» Set task:
Turn every line of the rows below into a numbered list, skipping any blank lines. Leave the pictures out of your answer.

Coordinate labeling data:
** Begin **

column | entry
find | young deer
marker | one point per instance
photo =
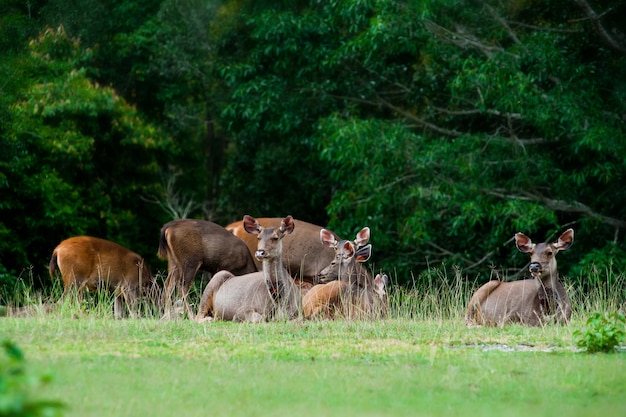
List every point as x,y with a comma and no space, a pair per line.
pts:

** End **

» In response:
1. column | entry
2. find | young deer
3. marker | one point per instance
4. photo =
5. List every point as x,y with a comma and no space, a pair per line.
6. pts:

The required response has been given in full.